• EXTRACTED INFORMATION:
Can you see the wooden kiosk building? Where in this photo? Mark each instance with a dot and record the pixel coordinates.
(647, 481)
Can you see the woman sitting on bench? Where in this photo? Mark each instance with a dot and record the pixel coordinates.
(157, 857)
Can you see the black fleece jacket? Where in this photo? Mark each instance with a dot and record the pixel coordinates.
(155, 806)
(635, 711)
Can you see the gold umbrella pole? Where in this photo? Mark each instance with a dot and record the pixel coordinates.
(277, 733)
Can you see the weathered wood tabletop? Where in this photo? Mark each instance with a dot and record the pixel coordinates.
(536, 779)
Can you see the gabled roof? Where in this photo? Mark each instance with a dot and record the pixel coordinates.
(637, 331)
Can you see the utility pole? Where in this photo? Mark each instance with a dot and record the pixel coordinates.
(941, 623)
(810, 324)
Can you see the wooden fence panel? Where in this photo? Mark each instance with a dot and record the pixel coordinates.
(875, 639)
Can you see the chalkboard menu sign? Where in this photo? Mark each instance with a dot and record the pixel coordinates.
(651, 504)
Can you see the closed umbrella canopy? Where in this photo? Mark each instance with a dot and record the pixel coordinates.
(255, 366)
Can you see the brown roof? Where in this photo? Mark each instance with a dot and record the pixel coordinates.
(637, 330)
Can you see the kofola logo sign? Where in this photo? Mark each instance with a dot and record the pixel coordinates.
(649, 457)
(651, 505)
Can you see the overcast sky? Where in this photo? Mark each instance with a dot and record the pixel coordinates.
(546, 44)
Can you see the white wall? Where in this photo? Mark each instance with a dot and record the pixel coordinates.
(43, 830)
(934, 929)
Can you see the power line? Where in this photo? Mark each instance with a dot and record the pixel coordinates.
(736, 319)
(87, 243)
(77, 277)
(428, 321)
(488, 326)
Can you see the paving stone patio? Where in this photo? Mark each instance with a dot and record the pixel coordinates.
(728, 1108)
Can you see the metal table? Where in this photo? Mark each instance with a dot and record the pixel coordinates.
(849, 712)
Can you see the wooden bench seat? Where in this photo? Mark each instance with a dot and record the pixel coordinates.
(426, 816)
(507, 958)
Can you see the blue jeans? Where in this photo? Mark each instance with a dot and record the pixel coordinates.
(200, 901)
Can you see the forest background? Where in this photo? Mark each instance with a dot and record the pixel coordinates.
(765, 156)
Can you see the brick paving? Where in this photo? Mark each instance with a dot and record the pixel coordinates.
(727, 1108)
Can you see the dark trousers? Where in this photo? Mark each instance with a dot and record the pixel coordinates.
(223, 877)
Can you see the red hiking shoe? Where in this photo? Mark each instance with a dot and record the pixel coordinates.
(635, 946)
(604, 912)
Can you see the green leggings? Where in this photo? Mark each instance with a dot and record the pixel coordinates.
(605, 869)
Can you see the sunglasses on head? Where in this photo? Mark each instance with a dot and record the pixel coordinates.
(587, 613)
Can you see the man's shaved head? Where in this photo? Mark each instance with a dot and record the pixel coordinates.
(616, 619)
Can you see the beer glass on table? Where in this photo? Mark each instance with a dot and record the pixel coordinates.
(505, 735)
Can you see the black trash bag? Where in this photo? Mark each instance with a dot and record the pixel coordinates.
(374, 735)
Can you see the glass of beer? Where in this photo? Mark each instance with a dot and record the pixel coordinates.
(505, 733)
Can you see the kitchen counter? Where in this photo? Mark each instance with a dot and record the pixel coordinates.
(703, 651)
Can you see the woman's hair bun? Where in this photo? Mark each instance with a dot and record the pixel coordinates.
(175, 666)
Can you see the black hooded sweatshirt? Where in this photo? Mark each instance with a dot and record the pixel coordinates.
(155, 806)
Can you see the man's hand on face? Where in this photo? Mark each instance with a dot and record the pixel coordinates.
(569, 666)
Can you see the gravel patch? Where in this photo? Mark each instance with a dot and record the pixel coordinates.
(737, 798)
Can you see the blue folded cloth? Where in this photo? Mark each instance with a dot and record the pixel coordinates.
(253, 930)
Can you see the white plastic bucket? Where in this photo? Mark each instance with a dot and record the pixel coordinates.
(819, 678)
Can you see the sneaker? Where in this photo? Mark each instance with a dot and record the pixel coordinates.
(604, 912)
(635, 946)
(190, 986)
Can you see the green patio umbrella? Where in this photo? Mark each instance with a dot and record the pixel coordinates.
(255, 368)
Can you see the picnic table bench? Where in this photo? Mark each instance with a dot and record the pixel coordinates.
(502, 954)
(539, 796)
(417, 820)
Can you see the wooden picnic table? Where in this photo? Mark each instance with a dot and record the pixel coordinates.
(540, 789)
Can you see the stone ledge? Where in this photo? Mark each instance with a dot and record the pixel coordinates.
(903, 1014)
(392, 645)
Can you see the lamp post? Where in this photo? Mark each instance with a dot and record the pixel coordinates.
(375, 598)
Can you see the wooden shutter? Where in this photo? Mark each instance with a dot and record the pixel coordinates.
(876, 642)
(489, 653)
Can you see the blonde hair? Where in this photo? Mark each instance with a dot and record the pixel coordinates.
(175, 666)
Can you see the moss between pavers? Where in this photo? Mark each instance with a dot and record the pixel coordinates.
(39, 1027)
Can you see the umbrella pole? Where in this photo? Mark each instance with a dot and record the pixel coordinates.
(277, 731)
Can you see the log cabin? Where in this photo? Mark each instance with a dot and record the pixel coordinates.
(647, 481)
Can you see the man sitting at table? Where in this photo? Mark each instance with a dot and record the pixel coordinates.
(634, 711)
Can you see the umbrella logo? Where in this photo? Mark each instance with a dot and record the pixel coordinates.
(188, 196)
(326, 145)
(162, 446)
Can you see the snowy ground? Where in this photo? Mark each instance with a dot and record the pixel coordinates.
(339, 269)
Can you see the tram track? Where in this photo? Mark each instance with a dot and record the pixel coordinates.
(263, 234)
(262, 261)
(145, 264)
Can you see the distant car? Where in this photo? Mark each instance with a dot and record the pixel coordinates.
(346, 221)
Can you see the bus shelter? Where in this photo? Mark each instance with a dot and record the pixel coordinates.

• ACTION ITEM: Reproduce every record word for word.

• RESPONSE:
Can you see the wooden kiosk building? Where in this photo? Mark each instance with a dot and record the pixel coordinates.
(647, 481)
Can you see the woman sitting on bench? Where in this photo? Mark each instance with a dot and record the pixel coordinates.
(157, 857)
Can you see the black fleece jacket? Where in this photo? Mark each instance with a dot and record the pixel coordinates.
(155, 806)
(635, 711)
Can you see the gold umbrella pole? Where in this photo? Mark each instance with a dot and record the pixel coordinates.
(277, 733)
Can you see the weathered wood tabletop? Where in this photo? Mark each instance with a dot and record the pixel coordinates.
(536, 779)
Can you see the gabled roof? Where in this photo? Mark each instance with a dot and record the pixel coordinates.
(637, 331)
Can you see the utility pole? Where in this photo? Mark each instance with a dot and record the pixel coordinates.
(941, 623)
(810, 324)
Can you see the wooden fence panel? Where in this photo? Mark each instance with a dot and record the pixel coordinates.
(875, 639)
Can you see the chalkboard menu sign? Where in this photo? Mark each instance with a dot and record the pixel coordinates.
(651, 504)
Can you see the closed umbrella canopy? Where in this photo? Mark each instance with a dot and record the pixel coordinates.
(255, 366)
Can you see the brown roof? Where in this photo? Mark each instance with a dot and record the pixel coordinates.
(637, 330)
Can you see the kofola logo sign? Where in this photo? Mark each instance with a dot and record the pixel coordinates.
(649, 457)
(651, 505)
Can you see the overcast sky? Where in this photo? Mark each instance with a dot and record the pixel coordinates.
(546, 44)
Can you see the white wall? Where in this photo? Mark each instance with a dot and record the pixel coordinates.
(43, 830)
(934, 929)
Can you see the power line? Where in this photo? Mark each instance with a dot and record the pixel coordinates.
(736, 319)
(87, 243)
(77, 277)
(428, 321)
(488, 326)
Can you see the paving stone patio? Where in this photo? Mark each instance with a dot and record the pixel coordinates.
(728, 1108)
Can you see the metal table? Where in this photo? Mark each instance with a dot and record the pixel coordinates.
(849, 712)
Can you see the wooden bench seat? Where in this photo? Mark each instance with a dot and record the pixel coordinates.
(426, 816)
(507, 958)
Can you see the blue jeans? Where in this photo? Mark each instance with a dot and record the pixel coordinates.
(200, 901)
Can you see the forest background? Where in this photo? Mark each instance with a dot and record the pixel coordinates.
(765, 156)
Can you see the brick paving? Where in this photo? Mark each instance with a dot and record the pixel coordinates.
(727, 1108)
Can you see the dark trousers? Where in this photo? Mark each instance with a dot and record the pixel coordinates.
(223, 877)
Can you see the red hiking shoe? Where in this photo? Mark each instance with a dot and record the pixel coordinates.
(635, 946)
(604, 912)
Can you see the green leggings? Where in this photo? Mark each instance with a dot and record the pixel coordinates.
(605, 869)
Can you see the sunglasses on head? Where in this photo? Mark each instance with a dot and record the pixel coordinates.
(587, 613)
Can you see the man's shaved head? Where in this photo? Mark each instance with a dot and record the pixel coordinates.
(616, 619)
Can you see the beer glass on table? Where in this photo? Mark each instance with a dot and record the pixel coordinates.
(505, 735)
Can you see the black trash bag? Where in this photo? Mark each instance with a dot and record the pixel coordinates.
(374, 735)
Can you see the glass of beer? Where in this photo? Mark each instance with a dot and record the pixel coordinates.
(505, 733)
Can you see the kitchen counter? Where in this photo? Mark each instance with a dot and record the pixel coordinates.
(703, 651)
Can you see the woman's hair bun? Where in this photo? Mark each instance with a dot and record the pixel coordinates.
(175, 666)
Can you see the black hooded sweatshirt? Where in this photo? Mark each instance with a dot and record the pixel coordinates.
(155, 806)
Can you see the man's hand on face? Where in this photo? Mark each instance with a dot and record the pixel coordinates.
(569, 666)
Can you see the gravel patch? Where in this photo? Mark each instance with a dot and record the pixel coordinates.
(737, 798)
Can you see the blue folded cloth? Where in this photo? Mark each instance with a dot and record the pixel coordinates.
(253, 930)
Can you see the white plastic bucket? Where in this photo? Mark each instance with a dot and record the pixel coordinates.
(819, 678)
Can you see the sneaker? Where in this photo? Mark each instance with a dot and record the pixel coordinates.
(604, 912)
(635, 946)
(190, 986)
Can you see the green patio umbrella? Where in this photo? Mark each instance with a dot and record the pixel coordinates.
(255, 368)
Can you see the picnic table bench? Where in this photo? Mark each instance with a dot and record the pixel coordinates.
(502, 954)
(539, 796)
(417, 820)
Can you see the wooden picnic table? Where in this photo? Mark each instance with a dot and record the pixel coordinates.
(540, 789)
Can you see the stone ledge? Where in this photo? Mark each instance with a dot and record the pixel coordinates.
(903, 1014)
(392, 645)
Can you see the lamp post? Where in this photo? Mark each instance with a dot and record the pixel coordinates.
(375, 598)
Can you see the wooden shutter? Where in this photo? Mark each instance with a dot and record the pixel coordinates.
(876, 642)
(489, 653)
Can you see the blonde hair? Where in this photo? Mark each instance with a dot and record the pixel coordinates.
(175, 666)
Can you see the moss between pavers? Where in this photo? Mark each instance with a dot and record the pixel coordinates.
(39, 1027)
Can you see the umbrella pole? Where in this photo? Mark each instance with a dot and record the pixel coordinates.
(277, 731)
Can you see the log cabin? Where in this photo? Mark each instance with a dot and record the pixel coordinates.
(647, 481)
Can you see the man sitting at table? Where in this photo? Mark each instance with a dot and record the pixel coordinates.
(634, 711)
Can you see the umbrella logo? Where in this photo? Mark each instance with a dot and record the pixel coordinates.
(188, 196)
(326, 145)
(162, 446)
Can you see the snowy ground? Where in this photo? Mark each instance with a dot and record the pixel coordinates.
(339, 269)
Can you see the tram track? Where in this photo? Mark each instance with a dot and record the pixel coordinates.
(263, 234)
(262, 261)
(145, 264)
Can you see the distant car? Where in this photo? Mark each instance with a dot and record the pixel coordinates.
(346, 221)
Can you see the bus shelter? Where in this photo? Mark each instance with a dot and record the pixel coordinates.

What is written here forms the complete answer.